>> START EXCERPTED PASSAGE

# Thunderbird 400 Launchers



## Mike Smith (Mar 24, 2005)

Anybody else had problems with Thunderbird launchers? I just sent two of em back for repair. Cost me $128.00


----------



## Misty Marsh (Aug 1, 2003)

Was the problem a no fire when it is really hot and humid?


----------



## Mike Smith (Mar 24, 2005)

It was at different temperatures. I repaired one once, the other one twice after talking to Etchmark. The problem was if you took the turntable off they would fire every time. Put the turntable back on and it was erratic. Temperature and humidity didn't seem to matter because when one was working it would fire every time and the other one would fail. Very frustrating when setting your dog up for double and one fails.


----------



## Misty Marsh (Aug 1, 2003)

Supposedly it's a situation where the venturi that takes in the atmospheric air that's mixed with the gas cannot get enough taken in when it's really hot or humid. The reason that it works with the turntable off is the extra air that gets into the housing.


----------



## cchristopher (Jun 21, 2005)

*new launcher*

They should not have discontinued the Max 5000 we never had problems with them.Etch marc is making alot of people mad these days.They came out with the 7000 and everyone jumped on it,ok unit but now you are left out in the cold.Its just a matter of time when these will go away and you will be stuck again.Buying an etch marc is like buying a pc it will be usless in 2 years.If I were doing it all over I would buy bb.Thanks


----------



## Misty Marsh (Aug 1, 2003)

I think that with any new product there can be some growing pains. This unit does offer more convieniece than the maxx's with the one gas, no valves, and prolonged mix without charge loss. I realize what your saying about model changes, but I think that the changes were for the good overall, but after this "glitch" hopefully it will be a reliable peice of training equiptment.


----------



## Mike Smith (Mar 24, 2005)

Got my Launchers back back thoroughly tested them with Mapp and Propane gas cylinders. Never missed once and left them the fire postition for over 5 minutes. Fired every time I hit the button. I think they got it fixed. They drilled about six holes in the case. 
One word about Dogtra release systems. I left my transmitter on the top of my tool box and went back this morning to find it. Found the pieces of it in various places in the the road. 
Put it back together except for the selector dial which was destroyed!
Turned on the the launchers and found which one it was left on and it fired it!!!!


----------



## Chad Wilson (Feb 5, 2003)

I was having trouble with mine using the blue bottled propane. I switched to MAPP gas and have yet to have a misfire.

I think the Alabama summer heat and humidity played a big role in this.

I could not be more pleased with my launchers at this time, now that I have switched to MAPP gas.

Where did they drill your new holes?


----------



## DL (Jan 13, 2003)

Anybody notice the distances varying from one shot to the next? I haven't used mine very much yet, but it seemed like sometimes it shot further than other times. One of the purposes, I had planned for mine, was cheating singles where I would need an accurate rethrow.


----------



## Kim Moses (Sep 19, 2003)

*Thunderbird*

We had a grup of 10 people for a big test setup this past weekend.We used the thunderbird 12 shooter it was a, cool non humid day 71 was the temp. We had all kinds of problems. It would not shoot the bumper just give a loud shot. It would work one time out of four shoot. If we had to do it over again this is a product we would not purchase again. The three Bumper Boys worked every time.


----------



## jbthor (Feb 11, 2005)

doesnt etchmark have a 90 day trial period on their products?


----------

>> END EXCERPTED PASSAGE
>> START EXERCISE INPUT

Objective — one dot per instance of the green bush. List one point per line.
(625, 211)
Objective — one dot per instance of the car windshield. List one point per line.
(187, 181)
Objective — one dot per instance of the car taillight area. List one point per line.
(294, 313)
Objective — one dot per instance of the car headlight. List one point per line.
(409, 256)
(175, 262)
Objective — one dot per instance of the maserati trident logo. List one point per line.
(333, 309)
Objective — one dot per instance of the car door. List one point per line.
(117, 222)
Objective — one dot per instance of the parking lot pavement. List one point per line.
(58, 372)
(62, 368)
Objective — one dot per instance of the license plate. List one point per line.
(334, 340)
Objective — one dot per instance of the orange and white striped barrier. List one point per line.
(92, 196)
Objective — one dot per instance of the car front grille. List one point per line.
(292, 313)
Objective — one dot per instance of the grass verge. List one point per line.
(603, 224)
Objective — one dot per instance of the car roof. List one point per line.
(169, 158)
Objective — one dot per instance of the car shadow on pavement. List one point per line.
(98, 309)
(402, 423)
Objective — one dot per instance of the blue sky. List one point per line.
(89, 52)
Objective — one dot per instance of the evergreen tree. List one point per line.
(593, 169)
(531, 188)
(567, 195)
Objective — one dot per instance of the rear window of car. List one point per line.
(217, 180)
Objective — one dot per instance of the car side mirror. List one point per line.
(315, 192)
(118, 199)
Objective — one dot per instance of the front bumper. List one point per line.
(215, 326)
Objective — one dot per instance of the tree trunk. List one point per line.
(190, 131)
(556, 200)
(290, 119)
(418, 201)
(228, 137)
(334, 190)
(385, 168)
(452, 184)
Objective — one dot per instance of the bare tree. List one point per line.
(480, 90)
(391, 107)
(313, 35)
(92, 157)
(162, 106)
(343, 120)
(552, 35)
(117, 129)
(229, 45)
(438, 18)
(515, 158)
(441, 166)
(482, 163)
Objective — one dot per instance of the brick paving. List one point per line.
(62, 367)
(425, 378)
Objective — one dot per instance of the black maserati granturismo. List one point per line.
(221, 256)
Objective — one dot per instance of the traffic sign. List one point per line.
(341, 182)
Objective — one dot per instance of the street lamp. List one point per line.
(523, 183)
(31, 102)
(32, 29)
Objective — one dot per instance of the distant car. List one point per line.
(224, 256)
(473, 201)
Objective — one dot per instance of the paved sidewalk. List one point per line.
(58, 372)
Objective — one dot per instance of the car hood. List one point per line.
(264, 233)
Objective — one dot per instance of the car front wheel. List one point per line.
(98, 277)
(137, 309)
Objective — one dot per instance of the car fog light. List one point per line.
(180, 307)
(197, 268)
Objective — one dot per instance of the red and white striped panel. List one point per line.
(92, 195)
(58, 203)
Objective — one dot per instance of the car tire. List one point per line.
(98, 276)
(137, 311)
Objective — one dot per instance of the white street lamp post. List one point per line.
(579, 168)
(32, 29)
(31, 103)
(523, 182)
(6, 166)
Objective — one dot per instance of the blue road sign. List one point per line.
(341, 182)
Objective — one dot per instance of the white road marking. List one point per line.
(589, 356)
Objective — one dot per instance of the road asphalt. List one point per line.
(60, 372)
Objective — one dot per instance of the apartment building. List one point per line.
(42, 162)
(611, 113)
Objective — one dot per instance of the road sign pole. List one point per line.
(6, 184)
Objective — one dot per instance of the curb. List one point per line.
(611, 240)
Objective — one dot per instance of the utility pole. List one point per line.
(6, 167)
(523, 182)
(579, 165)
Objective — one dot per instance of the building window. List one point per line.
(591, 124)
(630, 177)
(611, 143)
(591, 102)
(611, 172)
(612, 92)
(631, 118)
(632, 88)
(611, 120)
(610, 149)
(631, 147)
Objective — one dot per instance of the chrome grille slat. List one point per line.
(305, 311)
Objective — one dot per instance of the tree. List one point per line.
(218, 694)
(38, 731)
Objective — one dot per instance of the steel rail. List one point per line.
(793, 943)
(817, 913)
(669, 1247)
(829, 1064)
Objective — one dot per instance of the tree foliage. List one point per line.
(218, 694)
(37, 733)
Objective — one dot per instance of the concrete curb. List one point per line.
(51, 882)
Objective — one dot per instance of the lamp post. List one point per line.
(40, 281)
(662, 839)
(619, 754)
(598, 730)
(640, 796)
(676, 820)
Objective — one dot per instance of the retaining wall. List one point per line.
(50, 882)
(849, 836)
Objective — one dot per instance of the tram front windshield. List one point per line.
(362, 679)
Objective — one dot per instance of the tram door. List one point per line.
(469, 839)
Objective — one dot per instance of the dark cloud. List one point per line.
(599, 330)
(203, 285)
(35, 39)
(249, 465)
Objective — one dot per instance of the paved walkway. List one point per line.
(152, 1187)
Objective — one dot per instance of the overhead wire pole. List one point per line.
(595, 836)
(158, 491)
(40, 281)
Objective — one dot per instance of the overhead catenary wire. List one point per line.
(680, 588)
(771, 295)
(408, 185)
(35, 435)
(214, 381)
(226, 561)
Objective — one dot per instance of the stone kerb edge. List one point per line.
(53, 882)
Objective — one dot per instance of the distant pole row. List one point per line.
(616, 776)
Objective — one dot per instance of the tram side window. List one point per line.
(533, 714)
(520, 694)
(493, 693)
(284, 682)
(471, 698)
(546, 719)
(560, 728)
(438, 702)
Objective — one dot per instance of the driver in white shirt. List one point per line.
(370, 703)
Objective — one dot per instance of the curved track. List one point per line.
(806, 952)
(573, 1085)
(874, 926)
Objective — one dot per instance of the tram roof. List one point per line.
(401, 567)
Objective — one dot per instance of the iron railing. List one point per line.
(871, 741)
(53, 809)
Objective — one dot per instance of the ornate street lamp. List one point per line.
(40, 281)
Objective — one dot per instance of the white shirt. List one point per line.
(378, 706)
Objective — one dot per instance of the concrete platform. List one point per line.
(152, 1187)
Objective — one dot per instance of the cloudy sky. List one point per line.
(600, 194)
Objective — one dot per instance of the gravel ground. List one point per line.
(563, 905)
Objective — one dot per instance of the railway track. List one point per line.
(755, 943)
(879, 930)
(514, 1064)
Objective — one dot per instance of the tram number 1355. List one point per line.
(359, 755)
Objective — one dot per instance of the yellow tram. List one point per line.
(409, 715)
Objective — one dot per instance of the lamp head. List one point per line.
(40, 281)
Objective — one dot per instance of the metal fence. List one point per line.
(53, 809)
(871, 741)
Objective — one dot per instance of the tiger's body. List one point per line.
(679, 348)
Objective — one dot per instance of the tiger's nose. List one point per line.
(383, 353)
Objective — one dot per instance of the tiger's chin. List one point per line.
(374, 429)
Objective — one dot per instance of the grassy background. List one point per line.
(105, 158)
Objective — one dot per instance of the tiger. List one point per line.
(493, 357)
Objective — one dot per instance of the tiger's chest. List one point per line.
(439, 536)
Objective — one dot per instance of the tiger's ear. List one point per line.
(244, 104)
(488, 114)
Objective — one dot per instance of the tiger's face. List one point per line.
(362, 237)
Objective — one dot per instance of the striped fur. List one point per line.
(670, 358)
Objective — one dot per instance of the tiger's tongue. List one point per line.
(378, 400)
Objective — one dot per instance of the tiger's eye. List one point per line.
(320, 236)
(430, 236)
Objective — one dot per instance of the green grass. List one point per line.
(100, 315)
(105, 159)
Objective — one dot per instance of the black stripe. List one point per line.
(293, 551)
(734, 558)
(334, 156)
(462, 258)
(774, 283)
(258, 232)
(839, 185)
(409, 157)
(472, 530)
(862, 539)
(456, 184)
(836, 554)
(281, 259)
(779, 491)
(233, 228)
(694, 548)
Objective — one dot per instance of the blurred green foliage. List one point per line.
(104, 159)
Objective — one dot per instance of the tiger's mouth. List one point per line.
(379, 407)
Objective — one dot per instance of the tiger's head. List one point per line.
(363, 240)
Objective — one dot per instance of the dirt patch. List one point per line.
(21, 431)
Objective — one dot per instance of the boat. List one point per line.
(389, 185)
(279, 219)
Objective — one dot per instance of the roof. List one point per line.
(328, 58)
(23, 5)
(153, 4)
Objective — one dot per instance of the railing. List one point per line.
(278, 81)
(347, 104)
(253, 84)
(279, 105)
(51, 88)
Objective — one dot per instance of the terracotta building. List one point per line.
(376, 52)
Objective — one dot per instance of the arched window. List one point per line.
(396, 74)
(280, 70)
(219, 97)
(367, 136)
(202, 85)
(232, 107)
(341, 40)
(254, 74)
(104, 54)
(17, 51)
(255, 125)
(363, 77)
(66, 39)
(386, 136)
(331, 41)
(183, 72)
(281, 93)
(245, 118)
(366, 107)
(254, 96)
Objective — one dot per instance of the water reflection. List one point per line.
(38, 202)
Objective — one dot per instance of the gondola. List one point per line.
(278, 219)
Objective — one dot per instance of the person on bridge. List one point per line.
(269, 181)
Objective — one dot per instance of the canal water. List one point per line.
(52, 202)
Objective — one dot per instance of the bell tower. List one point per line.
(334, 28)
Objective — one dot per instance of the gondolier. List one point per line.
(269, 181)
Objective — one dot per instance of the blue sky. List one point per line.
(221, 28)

>> END EXERCISE INPUT

= SHORT PROBLEM 1 =
Answer these questions from the Thunderbird launcher thread, one line each:
(a) How much did Mike Smith pay to send two launchers back for repair?
(b) Which gas did Chad Wilson switch to after trouble with blue bottled propane?
(c) What was the temperature on the day Kim Moses's group used the Thunderbird 12 shooter?
= SHORT PROBLEM 2 =
Express the stretch of the records from the line containing "Objective — one dot per instance of the person" through the end of the records as a JSON list of strings, one string per line, leaving out blank lines.

= TASK ANSWER 1 =
(a) $128.00
(b) MAPP gas
(c) 71

= TASK ANSWER 2 =
[
  "Objective — one dot per instance of the person on bridge. List one point per line.",
  "(269, 181)",
  "Objective — one dot per instance of the canal water. List one point per line.",
  "(52, 202)",
  "Objective — one dot per instance of the bell tower. List one point per line.",
  "(334, 28)",
  "Objective — one dot per instance of the gondolier. List one point per line.",
  "(269, 181)",
  "Objective — one dot per instance of the blue sky. List one point per line.",
  "(221, 28)"
]